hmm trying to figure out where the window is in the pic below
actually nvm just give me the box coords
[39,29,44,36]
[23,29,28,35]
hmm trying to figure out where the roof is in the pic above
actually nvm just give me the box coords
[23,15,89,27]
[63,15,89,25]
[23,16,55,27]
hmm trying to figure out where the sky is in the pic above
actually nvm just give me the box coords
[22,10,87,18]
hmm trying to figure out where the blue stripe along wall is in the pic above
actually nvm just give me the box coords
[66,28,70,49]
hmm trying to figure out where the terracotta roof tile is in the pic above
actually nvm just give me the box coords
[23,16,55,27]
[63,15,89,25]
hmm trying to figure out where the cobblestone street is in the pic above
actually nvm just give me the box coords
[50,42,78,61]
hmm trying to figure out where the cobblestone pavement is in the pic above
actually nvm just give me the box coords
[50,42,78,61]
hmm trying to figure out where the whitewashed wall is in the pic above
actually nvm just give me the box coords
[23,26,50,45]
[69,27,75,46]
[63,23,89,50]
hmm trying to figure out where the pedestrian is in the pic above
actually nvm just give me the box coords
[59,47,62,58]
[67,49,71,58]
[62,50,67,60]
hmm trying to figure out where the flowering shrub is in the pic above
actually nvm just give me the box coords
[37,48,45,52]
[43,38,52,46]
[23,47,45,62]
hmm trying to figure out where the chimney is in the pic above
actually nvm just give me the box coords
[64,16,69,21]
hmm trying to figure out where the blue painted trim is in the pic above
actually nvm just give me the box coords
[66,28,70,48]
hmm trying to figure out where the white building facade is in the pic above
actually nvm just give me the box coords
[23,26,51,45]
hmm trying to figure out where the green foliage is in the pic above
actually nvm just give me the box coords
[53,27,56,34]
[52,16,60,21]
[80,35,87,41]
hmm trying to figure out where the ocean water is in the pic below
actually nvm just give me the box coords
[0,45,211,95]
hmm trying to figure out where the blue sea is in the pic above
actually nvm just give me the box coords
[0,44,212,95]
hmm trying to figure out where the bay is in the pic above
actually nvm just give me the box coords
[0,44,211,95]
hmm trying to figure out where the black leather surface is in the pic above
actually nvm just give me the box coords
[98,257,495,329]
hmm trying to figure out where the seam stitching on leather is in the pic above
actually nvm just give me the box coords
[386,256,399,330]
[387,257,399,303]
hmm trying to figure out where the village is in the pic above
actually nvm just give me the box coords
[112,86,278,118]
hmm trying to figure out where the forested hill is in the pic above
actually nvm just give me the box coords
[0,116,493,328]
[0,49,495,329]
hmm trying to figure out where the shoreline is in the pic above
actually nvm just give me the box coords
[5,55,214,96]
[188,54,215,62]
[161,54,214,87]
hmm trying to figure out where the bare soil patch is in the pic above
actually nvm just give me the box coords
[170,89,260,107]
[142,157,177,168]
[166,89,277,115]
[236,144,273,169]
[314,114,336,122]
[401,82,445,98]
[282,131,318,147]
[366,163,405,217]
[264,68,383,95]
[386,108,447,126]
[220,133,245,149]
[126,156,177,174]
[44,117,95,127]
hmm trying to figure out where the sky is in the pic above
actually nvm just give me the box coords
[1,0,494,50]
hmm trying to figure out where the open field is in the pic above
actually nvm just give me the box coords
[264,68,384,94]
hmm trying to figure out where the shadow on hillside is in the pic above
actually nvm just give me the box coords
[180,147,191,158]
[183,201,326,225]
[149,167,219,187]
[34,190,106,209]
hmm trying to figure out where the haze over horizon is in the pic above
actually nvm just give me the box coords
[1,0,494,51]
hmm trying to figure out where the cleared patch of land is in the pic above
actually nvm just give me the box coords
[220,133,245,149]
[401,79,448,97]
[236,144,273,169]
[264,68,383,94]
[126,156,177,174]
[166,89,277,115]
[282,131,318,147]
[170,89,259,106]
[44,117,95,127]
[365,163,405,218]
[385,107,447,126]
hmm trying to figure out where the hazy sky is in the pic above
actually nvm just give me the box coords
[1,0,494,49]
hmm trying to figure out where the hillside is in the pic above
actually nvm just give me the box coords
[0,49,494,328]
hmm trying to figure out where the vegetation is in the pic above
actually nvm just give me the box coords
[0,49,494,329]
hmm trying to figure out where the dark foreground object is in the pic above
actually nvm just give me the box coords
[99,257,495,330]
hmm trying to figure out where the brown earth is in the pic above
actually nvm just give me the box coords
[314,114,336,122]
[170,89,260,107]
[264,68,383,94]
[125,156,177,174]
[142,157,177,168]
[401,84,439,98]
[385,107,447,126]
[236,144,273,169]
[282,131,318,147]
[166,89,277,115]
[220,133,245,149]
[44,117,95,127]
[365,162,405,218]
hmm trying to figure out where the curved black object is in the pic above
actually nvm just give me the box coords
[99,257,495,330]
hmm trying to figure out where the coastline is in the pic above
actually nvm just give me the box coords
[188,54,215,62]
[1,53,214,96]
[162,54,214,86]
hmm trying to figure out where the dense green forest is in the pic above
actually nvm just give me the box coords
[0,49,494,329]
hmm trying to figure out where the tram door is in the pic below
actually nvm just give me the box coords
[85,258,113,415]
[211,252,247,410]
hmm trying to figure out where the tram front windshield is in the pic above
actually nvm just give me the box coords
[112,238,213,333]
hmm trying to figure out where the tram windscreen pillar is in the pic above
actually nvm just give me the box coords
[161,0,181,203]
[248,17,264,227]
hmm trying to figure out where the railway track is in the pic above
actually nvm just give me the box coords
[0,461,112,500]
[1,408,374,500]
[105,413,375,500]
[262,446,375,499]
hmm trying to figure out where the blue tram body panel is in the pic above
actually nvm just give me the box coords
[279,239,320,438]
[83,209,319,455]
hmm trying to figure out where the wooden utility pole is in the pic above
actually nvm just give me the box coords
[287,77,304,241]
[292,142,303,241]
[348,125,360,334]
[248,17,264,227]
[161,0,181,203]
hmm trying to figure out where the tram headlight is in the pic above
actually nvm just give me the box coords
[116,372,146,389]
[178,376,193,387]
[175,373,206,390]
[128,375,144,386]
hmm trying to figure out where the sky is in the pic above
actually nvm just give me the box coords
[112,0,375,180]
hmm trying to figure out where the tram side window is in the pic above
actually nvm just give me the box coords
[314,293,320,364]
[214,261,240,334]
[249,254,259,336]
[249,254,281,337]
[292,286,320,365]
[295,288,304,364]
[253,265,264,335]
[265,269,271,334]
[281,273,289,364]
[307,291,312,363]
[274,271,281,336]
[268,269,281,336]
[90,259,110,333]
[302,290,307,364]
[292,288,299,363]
★ ★ ★ ★ ★
**What the task requires**.
Each line of the listing should be retyped exactly, with nothing left out.

**Response**.
hmm trying to figure out where the window is in the pic below
actually nvm just give me the box coords
[39,29,44,36]
[23,29,28,35]
hmm trying to figure out where the roof is in the pic above
actually nvm just give me the box coords
[23,15,89,27]
[63,15,89,25]
[23,16,55,27]
hmm trying to figure out where the sky is in the pic above
actually nvm just give me the box coords
[22,10,87,18]
hmm trying to figure out where the blue stripe along wall is in the pic above
actually nvm just give me the box coords
[66,28,70,49]
hmm trying to figure out where the terracotta roof tile is in the pic above
actually nvm just give me the box coords
[23,16,55,27]
[63,15,89,25]
hmm trying to figure out where the cobblestone street is in the pic above
actually nvm just give me the box coords
[50,42,78,61]
hmm trying to figure out where the cobblestone pavement is in the pic above
actually nvm just give me the box coords
[50,42,78,61]
hmm trying to figure out where the whitewashed wall is in the pic above
actually nvm just give me the box coords
[23,26,50,45]
[69,27,75,46]
[63,23,89,50]
hmm trying to figure out where the pedestrian is in the pic above
actually nvm just give me the box coords
[59,47,62,58]
[67,49,71,58]
[62,50,67,60]
hmm trying to figure out where the flowering shrub is in the pic above
actually nvm just give me the box coords
[37,48,45,52]
[43,38,52,46]
[23,47,45,62]
hmm trying to figure out where the chimney is in the pic above
actually nvm just give me the box coords
[64,16,69,21]
hmm trying to figure out where the blue painted trim is in the pic above
actually nvm just give me the box coords
[66,28,70,48]
hmm trying to figure out where the white building facade is in the pic above
actually nvm just give me the box coords
[23,26,51,45]
hmm trying to figure out where the green foliage is in the pic above
actually nvm just give me the box coords
[53,27,56,34]
[52,16,60,21]
[80,35,87,41]
hmm trying to figure out where the ocean water is in the pic below
actually nvm just give me the box coords
[0,45,211,95]
hmm trying to figure out where the blue sea is in the pic above
actually nvm just give me the box coords
[0,44,212,95]
hmm trying to figure out where the bay is in the pic above
actually nvm just give me the box coords
[0,44,211,95]
hmm trying to figure out where the black leather surface is in the pic above
actually nvm just give me the box coords
[98,257,495,329]
hmm trying to figure out where the seam stitching on leather is in the pic above
actually nvm just give me the box coords
[386,256,399,330]
[387,257,399,303]
hmm trying to figure out where the village is in the pic above
actually nvm just give me the box coords
[112,86,278,118]
hmm trying to figure out where the forested hill is in the pic above
actually nvm just give me the box coords
[0,116,493,328]
[0,49,495,329]
hmm trying to figure out where the shoreline is in the pic above
actually nvm just give me the box coords
[5,55,214,96]
[188,54,215,62]
[161,54,214,87]
hmm trying to figure out where the bare soil patch is in the pic above
actually nvm just give me the box coords
[170,89,260,107]
[142,157,177,168]
[166,89,277,115]
[236,144,273,169]
[314,114,336,122]
[401,82,445,98]
[282,131,318,147]
[366,163,405,217]
[264,68,383,95]
[386,108,447,126]
[220,133,245,149]
[126,156,177,174]
[44,117,95,127]
hmm trying to figure out where the sky is in the pic above
actually nvm just give me the box coords
[1,0,494,50]
hmm trying to figure out where the open field is in the pic above
actually nvm just give me the box coords
[264,68,384,94]
hmm trying to figure out where the shadow on hillside is in the pic above
actually nvm just give me the box coords
[180,147,191,158]
[183,201,326,225]
[149,167,219,187]
[34,190,106,209]
hmm trying to figure out where the haze over horizon is in the pic above
actually nvm just give me the box coords
[1,0,494,51]
hmm trying to figure out where the cleared patch of land is in the pic above
actually nvm just give me the box coords
[220,133,245,149]
[401,79,448,97]
[236,144,273,169]
[264,68,383,94]
[126,156,177,174]
[166,89,277,115]
[282,131,318,147]
[170,89,259,106]
[44,117,95,127]
[365,163,405,218]
[385,107,447,126]
hmm trying to figure out where the hazy sky is in the pic above
actually nvm just give me the box coords
[1,0,494,49]
hmm trying to figure out where the hillside is in the pic above
actually nvm just give me the box coords
[0,49,494,328]
hmm trying to figure out where the vegetation is in the pic above
actually nvm just give me the box coords
[0,49,494,329]
hmm trying to figure out where the dark foreground object is in the pic above
actually nvm just give me the box coords
[99,257,495,330]
hmm trying to figure out where the brown earth is in the pic above
actually nvm just give me the box coords
[314,114,336,122]
[170,89,260,107]
[264,68,383,94]
[125,156,177,174]
[142,157,177,168]
[401,84,439,98]
[385,107,447,126]
[236,144,273,169]
[282,131,318,147]
[166,89,277,115]
[220,133,245,149]
[44,117,95,127]
[365,162,405,218]
hmm trying to figure out where the curved black object is in the pic above
actually nvm just give me the box coords
[99,257,495,330]
hmm trying to figure out where the coastline is in the pic above
actually nvm just give me the box coords
[188,54,215,62]
[1,53,214,96]
[162,54,214,86]
hmm trying to figure out where the dense green forest is in the pic above
actually nvm just give me the box coords
[0,49,494,329]
hmm trying to figure out where the tram door is in the pic below
actually nvm just give me the box coords
[85,258,113,415]
[211,252,247,410]
hmm trying to figure out where the tram front windshield is in the pic above
actually nvm just give me the box coords
[112,238,213,333]
hmm trying to figure out where the tram windscreen pillar is in the pic above
actually nvm just give me the box coords
[161,0,181,203]
[248,17,264,227]
hmm trying to figure out where the railway track is in the pic above
actually nvm just give me the box coords
[0,461,112,500]
[1,408,374,500]
[105,413,375,500]
[262,446,375,499]
hmm trying to figure out where the blue tram body panel is in the pic above
actually nvm just give me the box coords
[279,239,320,438]
[83,209,319,455]
hmm trying to figure out where the wooden utility pole is in the pic above
actually nvm just give me the box coords
[287,77,304,241]
[292,142,303,241]
[348,125,360,334]
[248,17,264,227]
[161,0,181,203]
hmm trying to figure out where the tram headlight is in the pic above
actually nvm just give me the box coords
[116,372,146,389]
[178,376,193,387]
[175,373,206,390]
[128,375,144,386]
hmm trying to figure out where the sky is in the pic above
actually nvm just give me the box coords
[112,0,375,180]
hmm trying to figure out where the tram side window is in the pic above
actually nvm just give me the box coords
[314,293,320,364]
[214,261,240,334]
[249,254,259,336]
[249,254,281,337]
[292,286,320,365]
[295,288,304,364]
[253,265,264,335]
[265,269,271,334]
[281,273,289,364]
[307,291,312,363]
[274,271,281,336]
[268,269,281,336]
[90,259,110,333]
[302,290,307,364]
[292,288,299,363]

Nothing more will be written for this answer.